== TASKS TO PERFORM ==
1 > Quote the text on the film Dangerous Money from "Dangerous Money is" to "popular Bebe Daniels.".
2 > In the text on the film Dangerous Money, who is the headmistress of the finishing school Adele attends?
3 > Carry on the text on the film Dangerous Money from where it stops.

== DOCUMENT TEXT ==
1924 film by Frank Tuttle

Dangerous Money is a 1924 American silent drama film produced by Famous Players–Lasky and distributed by Paramount Pictures. It was directed by Frank Tuttle and starred popular Bebe Daniels.

==Plot summary==
Boardinghouse servant Adele Clark is unexpectedly awarded the ownership of a piece of New York City property known as Clark's Field. The trustees send her to a finishing school, whose headmistress, Signorina Vitale, persuades Adele and her sweetheart, Tim Sullivan, that she should travel to Europe. Adele's new riches cause her to lose her sense of proportion, and she soon is involved with a fast set indulging in the jazz life. Even Tim cannot curb Adele's extravagance, and he returns to America while Adele marries Italian fortune-hunter Prince Arnolfo Da Pescia. When a will is discovered naming Tim as the rightful heir to Clark's Field, Adele and Arnolfo hurry to New York, and Arnolfo tries to steal the choice, then dies in a hotel fire. All dispute over the land is ended when Tim and Adele are united.

== SOURCE MATERIAL ==

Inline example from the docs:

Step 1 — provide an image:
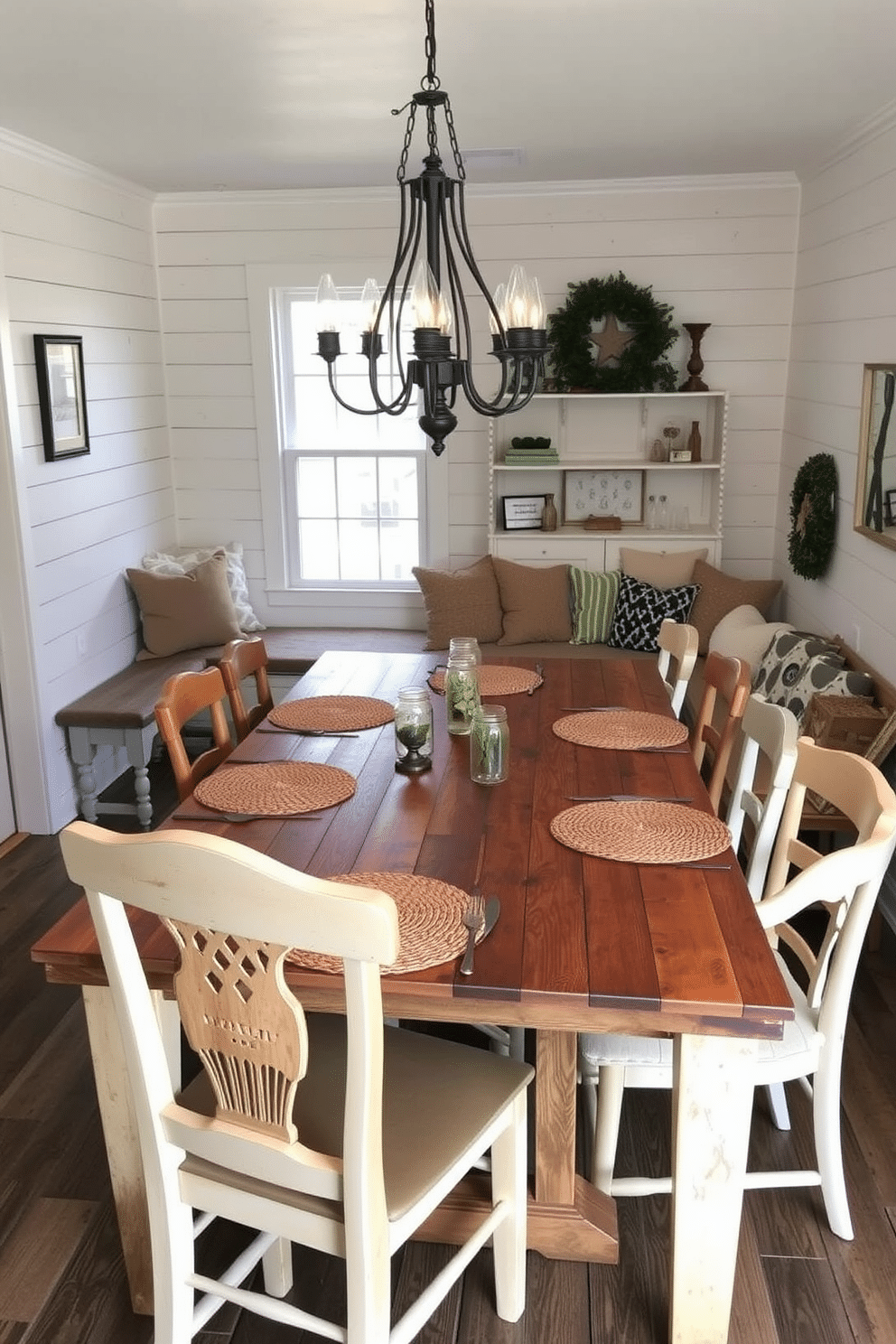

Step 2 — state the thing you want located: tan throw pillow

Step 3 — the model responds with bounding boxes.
[620,546,708,587]
[494,558,573,644]
[690,560,780,653]
[411,555,501,649]
[126,551,240,658]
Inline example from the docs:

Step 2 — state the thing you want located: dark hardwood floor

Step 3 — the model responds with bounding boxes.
[0,763,896,1344]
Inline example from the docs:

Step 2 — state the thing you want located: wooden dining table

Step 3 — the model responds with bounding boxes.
[33,648,792,1344]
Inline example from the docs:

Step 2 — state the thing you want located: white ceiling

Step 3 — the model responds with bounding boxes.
[0,0,896,192]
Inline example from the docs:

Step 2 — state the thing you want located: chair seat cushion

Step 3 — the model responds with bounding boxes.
[179,1013,533,1222]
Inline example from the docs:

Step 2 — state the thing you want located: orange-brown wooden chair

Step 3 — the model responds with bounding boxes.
[690,653,750,812]
[219,639,274,742]
[156,668,234,802]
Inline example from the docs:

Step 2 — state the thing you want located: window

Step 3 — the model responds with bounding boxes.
[275,289,427,589]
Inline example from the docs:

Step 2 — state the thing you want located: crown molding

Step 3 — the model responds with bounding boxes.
[154,172,799,206]
[0,126,156,201]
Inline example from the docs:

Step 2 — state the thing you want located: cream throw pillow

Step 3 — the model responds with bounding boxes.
[126,551,242,658]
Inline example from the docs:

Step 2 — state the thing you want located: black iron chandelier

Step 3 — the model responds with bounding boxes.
[317,0,546,457]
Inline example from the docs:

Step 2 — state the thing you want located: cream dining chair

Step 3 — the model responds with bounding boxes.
[579,738,896,1240]
[61,823,532,1344]
[218,637,274,742]
[657,620,700,719]
[156,668,234,802]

== RESPONSES FOR EACH TASK ==
1 >
Dangerous Money is a 1924 American silent drama film produced by Famous Players–Lasky and distributed by Paramount Pictures. It was directed by Frank Tuttle and starred popular Bebe Daniels.

2 > Signorina Vitale

3 >
==Cast==
- Bebe Daniels as Adele Clark
- Tom Moore as Tim Sullivan
- William Powell as Prince Arnolfo da Pescia
- Dolores Cassinelli as Signoria Vitale
- Mary Foy as "Auntie" Clark
- Edward O'Connor as Sheamus Sullivan
- Peter Lang as Judge Daniel Orcutt
- Charles Slattery as O'Hara
- Diana Kane

==Preservation==
With no copies of Dangerous Money located in any film archives, it is a lost film.